**AIM**
Reproduce only the entries from the line containing "Can you find the tree in" through the end of the entries, keeping every line, requests included, and scale each point coordinate in the answers by 2.35, rounding to whole numbers with halves rounded up. Leave the sample coordinates in the requests unchanged.

[Image point annotation entries]
□ □ □ □ □
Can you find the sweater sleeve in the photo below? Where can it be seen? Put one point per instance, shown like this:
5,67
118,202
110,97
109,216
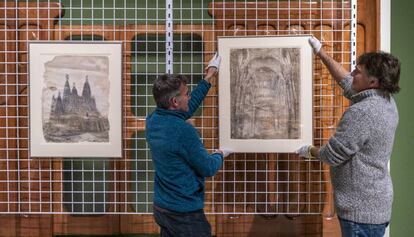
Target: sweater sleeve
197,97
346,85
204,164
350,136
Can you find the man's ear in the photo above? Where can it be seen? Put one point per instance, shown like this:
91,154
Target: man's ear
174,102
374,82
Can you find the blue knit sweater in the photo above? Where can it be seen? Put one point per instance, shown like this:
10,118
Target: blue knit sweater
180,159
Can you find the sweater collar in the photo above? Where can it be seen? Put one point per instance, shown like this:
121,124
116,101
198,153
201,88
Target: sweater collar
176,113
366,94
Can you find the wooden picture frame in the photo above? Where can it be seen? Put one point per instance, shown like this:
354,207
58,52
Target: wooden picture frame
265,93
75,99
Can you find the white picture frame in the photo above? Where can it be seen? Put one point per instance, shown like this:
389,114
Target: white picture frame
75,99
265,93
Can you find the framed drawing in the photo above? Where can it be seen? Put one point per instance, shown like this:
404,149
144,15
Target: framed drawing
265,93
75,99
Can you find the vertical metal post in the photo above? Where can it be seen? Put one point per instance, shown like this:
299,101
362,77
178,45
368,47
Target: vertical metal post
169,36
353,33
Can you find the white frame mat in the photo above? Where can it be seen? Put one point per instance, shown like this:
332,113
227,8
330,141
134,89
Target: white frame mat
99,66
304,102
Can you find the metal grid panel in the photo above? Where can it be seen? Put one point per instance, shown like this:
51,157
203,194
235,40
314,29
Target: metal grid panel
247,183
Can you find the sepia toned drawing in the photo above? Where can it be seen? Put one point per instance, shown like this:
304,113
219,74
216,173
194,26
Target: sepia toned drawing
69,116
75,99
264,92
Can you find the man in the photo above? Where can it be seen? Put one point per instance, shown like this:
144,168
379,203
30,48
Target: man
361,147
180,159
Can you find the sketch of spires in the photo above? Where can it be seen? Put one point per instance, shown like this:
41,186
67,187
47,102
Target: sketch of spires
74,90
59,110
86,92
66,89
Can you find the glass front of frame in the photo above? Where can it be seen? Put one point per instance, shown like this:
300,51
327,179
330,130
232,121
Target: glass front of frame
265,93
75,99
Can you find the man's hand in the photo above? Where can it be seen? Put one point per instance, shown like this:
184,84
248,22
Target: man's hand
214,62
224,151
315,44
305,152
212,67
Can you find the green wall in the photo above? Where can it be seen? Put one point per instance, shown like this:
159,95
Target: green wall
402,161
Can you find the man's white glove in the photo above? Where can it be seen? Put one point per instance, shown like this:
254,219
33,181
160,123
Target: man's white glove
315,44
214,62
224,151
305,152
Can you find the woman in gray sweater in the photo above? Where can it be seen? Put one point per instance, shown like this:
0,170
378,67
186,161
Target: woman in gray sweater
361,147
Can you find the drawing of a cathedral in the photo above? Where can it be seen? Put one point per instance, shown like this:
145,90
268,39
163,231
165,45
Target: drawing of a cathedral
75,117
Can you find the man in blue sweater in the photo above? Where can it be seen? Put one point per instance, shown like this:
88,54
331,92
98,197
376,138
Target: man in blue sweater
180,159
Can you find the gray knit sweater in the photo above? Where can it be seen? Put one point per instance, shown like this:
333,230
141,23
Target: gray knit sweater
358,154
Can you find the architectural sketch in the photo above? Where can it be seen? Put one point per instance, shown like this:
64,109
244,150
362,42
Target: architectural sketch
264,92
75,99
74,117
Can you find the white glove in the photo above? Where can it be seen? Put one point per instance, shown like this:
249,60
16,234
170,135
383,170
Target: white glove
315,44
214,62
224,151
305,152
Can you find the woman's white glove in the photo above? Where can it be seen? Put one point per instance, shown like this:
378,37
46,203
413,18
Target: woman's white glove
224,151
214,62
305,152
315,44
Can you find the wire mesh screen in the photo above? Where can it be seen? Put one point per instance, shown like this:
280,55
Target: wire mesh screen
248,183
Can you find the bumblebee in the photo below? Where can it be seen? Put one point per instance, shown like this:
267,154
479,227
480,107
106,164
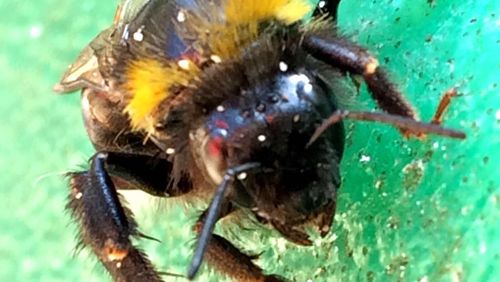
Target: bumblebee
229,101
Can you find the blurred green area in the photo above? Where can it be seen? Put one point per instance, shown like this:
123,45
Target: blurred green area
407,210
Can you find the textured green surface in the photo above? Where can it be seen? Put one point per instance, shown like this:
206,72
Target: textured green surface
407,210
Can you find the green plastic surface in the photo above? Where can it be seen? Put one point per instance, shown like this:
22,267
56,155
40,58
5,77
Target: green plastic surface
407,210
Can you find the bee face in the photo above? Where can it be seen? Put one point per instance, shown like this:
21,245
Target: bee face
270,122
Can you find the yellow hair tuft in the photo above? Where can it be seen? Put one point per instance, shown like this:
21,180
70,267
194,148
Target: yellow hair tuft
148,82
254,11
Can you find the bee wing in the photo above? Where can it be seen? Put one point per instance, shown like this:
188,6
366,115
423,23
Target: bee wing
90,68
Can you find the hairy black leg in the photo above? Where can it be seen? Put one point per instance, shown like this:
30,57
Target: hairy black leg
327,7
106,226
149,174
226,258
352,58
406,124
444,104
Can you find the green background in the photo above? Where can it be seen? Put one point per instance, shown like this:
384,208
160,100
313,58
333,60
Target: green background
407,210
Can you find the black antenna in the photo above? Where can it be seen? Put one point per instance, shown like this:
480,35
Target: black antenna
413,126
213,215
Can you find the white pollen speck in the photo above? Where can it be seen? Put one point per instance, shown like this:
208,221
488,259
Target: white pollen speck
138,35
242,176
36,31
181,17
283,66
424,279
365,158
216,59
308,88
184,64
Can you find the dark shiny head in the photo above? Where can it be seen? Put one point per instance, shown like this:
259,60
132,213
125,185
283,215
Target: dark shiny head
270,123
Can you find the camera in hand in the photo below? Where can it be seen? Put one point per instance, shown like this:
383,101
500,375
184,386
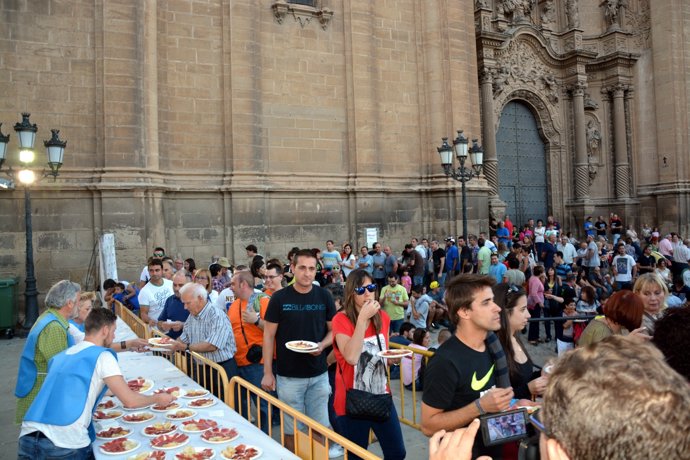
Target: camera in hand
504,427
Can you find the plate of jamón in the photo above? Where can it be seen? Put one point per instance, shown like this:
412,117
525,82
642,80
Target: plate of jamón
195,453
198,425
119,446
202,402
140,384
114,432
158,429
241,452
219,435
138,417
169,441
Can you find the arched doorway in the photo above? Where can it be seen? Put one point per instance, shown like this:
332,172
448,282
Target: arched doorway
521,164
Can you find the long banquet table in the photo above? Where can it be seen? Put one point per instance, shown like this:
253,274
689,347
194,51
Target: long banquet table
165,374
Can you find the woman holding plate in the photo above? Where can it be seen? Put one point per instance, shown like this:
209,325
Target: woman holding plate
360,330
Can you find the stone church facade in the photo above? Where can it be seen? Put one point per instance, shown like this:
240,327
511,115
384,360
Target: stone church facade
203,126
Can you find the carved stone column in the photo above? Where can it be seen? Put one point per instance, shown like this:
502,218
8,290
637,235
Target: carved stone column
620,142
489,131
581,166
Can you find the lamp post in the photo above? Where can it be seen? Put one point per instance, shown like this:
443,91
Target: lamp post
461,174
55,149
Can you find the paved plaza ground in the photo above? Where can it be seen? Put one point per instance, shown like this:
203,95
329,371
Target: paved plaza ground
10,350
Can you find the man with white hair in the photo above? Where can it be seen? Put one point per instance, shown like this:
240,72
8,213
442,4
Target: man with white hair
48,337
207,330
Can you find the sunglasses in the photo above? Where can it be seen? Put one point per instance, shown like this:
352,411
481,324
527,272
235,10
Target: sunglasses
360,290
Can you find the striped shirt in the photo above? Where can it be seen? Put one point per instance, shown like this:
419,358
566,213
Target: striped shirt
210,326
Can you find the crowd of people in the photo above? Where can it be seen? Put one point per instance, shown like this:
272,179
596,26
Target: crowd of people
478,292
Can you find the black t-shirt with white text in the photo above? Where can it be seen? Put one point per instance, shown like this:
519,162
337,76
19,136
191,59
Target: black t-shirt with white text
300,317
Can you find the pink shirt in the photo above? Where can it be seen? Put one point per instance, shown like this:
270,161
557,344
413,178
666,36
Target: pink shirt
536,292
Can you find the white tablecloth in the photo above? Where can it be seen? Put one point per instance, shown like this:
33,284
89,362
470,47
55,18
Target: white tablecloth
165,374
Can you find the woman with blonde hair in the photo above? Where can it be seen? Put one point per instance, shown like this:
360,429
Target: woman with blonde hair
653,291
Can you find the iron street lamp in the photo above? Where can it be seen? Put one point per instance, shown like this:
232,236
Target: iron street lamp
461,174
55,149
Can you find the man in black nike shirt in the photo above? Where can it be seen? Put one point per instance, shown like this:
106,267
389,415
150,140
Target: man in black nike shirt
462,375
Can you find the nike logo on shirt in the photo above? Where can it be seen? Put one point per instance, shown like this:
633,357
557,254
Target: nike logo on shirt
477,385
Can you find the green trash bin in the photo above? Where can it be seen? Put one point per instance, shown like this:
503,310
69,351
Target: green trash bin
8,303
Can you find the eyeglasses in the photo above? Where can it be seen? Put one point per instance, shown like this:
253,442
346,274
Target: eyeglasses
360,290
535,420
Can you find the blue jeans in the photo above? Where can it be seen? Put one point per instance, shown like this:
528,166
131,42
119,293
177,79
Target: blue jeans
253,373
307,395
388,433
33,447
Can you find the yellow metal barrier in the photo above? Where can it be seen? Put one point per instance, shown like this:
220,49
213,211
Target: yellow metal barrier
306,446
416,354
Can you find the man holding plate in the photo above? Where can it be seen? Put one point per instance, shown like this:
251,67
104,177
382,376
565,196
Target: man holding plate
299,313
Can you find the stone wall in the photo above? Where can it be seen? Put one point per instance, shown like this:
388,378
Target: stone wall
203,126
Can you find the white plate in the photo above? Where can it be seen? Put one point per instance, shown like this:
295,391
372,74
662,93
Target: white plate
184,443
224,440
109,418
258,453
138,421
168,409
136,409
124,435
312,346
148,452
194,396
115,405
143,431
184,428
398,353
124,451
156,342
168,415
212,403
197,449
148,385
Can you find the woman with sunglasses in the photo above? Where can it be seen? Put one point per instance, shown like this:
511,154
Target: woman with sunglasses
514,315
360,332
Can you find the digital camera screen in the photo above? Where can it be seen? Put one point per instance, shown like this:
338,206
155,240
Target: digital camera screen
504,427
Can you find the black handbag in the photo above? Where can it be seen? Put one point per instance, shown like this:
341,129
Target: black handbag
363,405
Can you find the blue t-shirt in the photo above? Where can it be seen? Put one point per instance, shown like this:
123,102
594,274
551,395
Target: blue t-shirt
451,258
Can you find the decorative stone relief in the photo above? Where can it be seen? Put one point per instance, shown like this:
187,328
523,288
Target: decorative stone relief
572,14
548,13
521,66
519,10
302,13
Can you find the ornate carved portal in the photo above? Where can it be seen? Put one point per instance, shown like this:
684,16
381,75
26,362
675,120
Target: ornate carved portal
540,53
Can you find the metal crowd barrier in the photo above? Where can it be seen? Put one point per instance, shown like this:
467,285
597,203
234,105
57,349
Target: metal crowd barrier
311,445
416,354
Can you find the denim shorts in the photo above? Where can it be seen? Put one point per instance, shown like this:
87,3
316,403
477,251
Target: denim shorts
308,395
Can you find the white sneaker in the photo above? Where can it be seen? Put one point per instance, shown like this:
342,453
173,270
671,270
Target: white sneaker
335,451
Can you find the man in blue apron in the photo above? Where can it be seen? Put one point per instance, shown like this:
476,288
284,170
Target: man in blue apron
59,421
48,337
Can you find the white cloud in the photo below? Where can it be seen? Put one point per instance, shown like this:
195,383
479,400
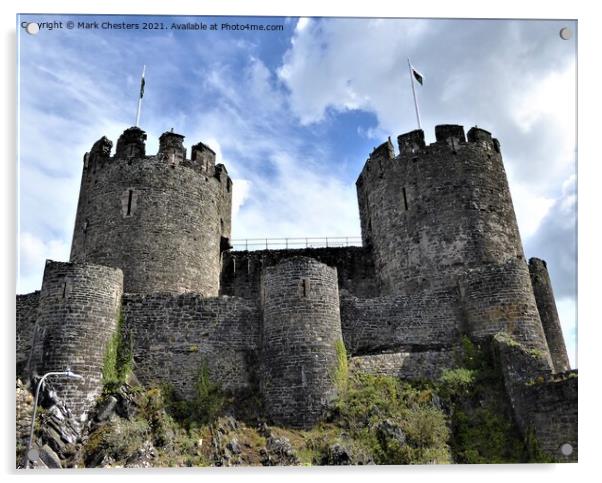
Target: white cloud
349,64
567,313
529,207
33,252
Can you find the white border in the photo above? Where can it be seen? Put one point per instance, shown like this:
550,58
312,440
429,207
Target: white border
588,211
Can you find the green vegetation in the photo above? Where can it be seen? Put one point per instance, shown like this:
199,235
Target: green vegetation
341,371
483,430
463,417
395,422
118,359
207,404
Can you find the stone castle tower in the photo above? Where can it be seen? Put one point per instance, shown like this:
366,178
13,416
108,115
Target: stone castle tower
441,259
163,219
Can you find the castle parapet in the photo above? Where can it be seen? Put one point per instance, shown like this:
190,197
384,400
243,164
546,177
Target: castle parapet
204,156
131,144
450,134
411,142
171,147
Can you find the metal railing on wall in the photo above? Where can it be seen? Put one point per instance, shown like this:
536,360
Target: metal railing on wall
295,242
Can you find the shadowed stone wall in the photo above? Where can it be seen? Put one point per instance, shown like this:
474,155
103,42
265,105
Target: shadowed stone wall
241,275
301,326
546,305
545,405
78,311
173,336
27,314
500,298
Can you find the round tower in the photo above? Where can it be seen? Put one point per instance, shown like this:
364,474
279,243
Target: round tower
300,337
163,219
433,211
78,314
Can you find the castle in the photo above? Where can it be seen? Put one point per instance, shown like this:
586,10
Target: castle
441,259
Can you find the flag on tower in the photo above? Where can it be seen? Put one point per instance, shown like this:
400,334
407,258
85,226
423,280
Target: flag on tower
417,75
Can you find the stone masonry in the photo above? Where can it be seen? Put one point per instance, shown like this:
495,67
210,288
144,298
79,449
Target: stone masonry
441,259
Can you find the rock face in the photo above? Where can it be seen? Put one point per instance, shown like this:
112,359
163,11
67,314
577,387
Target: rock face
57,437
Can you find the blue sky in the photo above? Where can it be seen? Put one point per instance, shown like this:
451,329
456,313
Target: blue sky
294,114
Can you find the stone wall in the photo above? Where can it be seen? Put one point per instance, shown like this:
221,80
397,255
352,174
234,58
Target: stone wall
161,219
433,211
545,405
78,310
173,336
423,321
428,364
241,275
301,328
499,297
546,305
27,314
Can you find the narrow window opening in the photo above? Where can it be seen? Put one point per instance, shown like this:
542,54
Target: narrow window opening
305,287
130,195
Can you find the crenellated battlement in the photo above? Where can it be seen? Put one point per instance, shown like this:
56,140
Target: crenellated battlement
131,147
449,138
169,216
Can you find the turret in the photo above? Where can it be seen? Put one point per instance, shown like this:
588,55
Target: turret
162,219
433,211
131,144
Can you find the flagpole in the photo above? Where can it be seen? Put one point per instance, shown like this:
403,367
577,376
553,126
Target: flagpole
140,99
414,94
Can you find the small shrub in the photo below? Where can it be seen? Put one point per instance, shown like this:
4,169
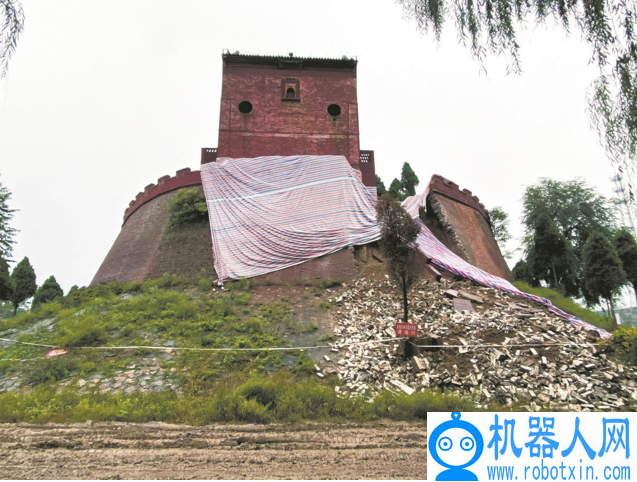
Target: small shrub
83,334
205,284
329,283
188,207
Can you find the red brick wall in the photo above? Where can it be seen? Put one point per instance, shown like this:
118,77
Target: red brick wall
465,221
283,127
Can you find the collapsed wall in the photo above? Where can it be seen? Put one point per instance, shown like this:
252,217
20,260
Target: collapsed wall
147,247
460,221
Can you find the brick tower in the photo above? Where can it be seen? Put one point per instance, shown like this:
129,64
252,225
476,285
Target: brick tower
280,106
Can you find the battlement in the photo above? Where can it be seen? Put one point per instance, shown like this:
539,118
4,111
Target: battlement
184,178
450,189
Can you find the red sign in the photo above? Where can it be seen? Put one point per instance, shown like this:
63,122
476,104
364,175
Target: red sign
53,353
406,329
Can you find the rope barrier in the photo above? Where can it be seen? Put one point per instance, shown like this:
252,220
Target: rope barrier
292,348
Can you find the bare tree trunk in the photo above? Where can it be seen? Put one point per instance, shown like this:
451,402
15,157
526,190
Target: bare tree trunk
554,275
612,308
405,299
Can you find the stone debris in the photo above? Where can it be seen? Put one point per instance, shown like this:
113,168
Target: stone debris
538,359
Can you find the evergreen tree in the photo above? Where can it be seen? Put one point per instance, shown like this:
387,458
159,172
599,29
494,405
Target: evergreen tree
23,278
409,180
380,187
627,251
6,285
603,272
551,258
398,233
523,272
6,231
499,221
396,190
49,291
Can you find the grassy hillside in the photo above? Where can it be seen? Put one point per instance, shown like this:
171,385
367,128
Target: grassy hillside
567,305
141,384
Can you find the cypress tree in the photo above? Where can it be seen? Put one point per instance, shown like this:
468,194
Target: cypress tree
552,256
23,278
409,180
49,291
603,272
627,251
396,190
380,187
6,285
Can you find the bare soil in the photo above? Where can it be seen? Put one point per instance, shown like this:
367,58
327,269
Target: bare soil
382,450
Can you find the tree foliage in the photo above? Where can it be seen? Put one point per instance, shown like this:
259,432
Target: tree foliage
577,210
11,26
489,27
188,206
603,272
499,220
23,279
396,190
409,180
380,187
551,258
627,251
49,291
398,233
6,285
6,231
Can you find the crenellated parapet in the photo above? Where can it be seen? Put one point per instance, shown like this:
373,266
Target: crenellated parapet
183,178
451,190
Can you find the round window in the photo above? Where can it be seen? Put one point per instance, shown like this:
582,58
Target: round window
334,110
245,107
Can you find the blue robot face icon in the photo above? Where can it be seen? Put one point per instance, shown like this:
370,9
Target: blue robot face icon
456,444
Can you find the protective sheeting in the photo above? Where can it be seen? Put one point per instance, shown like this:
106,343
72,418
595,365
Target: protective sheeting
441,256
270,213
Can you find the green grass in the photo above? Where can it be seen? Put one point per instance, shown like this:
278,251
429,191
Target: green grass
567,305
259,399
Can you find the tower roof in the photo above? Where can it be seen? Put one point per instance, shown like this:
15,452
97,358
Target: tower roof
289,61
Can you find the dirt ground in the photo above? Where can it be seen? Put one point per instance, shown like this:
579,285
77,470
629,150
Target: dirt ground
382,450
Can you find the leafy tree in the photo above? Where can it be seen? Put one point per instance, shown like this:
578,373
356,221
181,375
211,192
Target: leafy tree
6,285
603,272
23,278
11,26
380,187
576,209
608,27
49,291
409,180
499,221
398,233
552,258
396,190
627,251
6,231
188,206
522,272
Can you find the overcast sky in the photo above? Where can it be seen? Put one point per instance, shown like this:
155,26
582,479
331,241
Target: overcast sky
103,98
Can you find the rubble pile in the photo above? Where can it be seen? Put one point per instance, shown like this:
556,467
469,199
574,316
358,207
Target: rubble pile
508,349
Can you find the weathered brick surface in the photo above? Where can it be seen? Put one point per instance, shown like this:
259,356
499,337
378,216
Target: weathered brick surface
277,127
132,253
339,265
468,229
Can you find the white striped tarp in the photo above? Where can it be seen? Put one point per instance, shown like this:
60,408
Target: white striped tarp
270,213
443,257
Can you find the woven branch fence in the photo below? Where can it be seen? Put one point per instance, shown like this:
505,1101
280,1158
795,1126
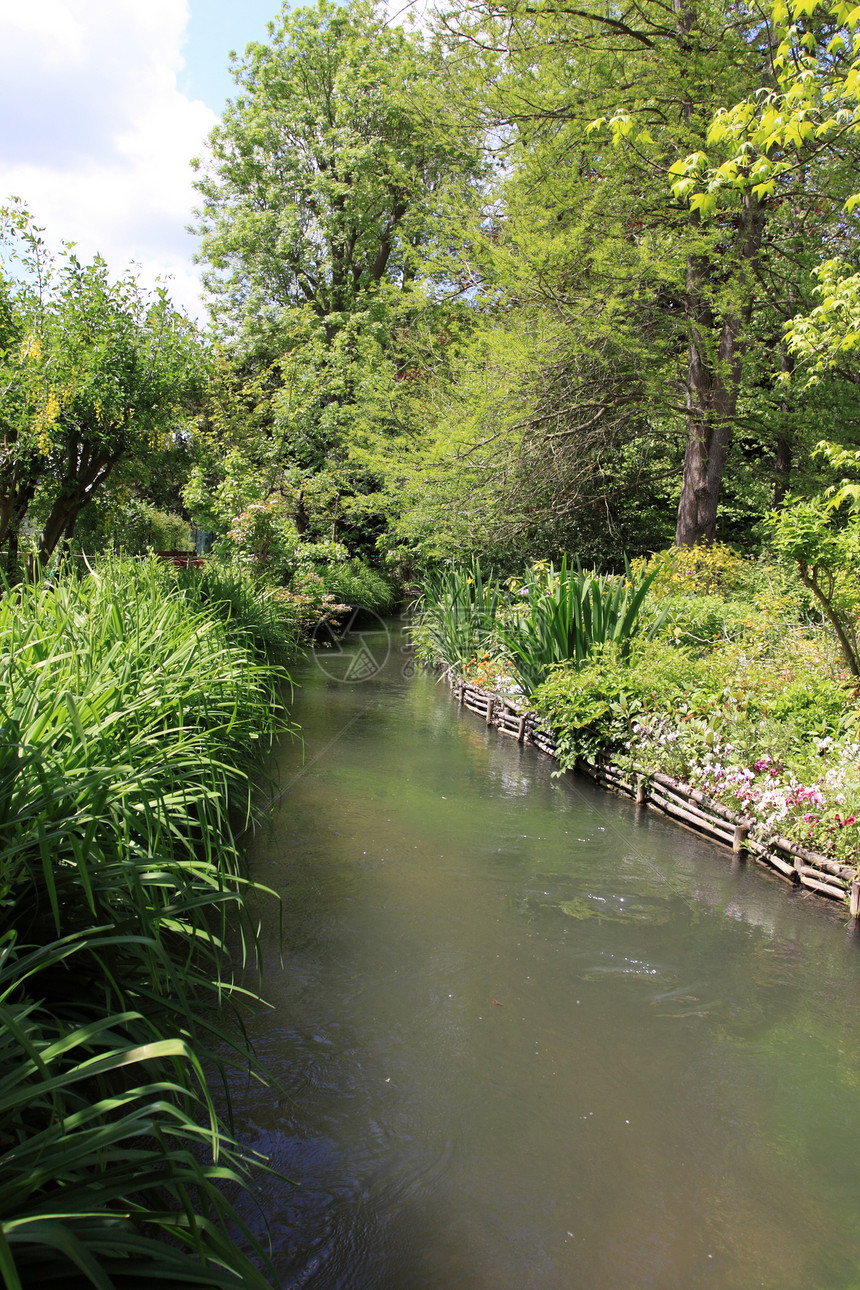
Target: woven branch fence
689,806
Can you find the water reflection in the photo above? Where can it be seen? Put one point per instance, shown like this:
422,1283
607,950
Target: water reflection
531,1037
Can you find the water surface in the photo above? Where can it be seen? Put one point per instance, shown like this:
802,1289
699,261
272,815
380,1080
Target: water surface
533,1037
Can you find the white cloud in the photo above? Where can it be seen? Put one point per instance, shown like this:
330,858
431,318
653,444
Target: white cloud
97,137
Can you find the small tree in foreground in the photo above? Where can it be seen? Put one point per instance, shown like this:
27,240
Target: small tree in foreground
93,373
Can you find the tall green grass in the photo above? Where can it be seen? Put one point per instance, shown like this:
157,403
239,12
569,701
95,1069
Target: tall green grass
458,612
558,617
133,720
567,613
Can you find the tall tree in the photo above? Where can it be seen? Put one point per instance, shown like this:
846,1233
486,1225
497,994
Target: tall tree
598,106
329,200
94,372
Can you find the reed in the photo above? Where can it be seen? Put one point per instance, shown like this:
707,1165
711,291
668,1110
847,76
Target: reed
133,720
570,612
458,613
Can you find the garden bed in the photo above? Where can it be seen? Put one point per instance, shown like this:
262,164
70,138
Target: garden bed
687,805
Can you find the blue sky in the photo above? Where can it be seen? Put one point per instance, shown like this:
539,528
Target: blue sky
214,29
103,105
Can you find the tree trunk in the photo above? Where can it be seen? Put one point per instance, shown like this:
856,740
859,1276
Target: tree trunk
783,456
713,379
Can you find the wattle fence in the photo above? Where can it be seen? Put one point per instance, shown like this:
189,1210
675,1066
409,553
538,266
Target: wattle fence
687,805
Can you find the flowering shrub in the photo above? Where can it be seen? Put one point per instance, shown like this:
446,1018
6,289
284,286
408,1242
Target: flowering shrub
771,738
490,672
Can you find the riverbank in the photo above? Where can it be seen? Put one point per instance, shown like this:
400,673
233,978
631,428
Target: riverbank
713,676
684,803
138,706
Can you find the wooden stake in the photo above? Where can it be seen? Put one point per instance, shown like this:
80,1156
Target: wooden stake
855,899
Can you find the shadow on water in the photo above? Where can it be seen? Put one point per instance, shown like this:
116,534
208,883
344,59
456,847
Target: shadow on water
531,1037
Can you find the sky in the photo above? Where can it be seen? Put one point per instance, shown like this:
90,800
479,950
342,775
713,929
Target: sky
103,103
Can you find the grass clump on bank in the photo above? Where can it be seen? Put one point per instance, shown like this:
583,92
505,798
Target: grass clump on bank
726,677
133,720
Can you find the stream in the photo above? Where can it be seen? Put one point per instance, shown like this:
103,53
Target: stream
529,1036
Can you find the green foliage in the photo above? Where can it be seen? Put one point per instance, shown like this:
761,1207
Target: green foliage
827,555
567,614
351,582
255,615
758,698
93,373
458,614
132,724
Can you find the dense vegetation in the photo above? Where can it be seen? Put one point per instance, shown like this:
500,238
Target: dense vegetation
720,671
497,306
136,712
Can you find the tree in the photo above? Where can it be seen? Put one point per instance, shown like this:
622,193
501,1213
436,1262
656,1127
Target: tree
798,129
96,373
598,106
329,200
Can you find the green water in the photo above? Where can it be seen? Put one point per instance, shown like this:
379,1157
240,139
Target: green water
□ □ □ □ □
**WRITTEN RESPONSE**
Can you find the tree in the photo above? Where can it be seen? Put one point per instance, shown like this:
622,193
501,1213
436,1262
656,1127
Target: tree
1875,303
226,877
1405,249
773,470
Can you find the green water in the photo above? Where can it be seen? Put one point per instance, shown like this:
379,1157
240,139
Target: green water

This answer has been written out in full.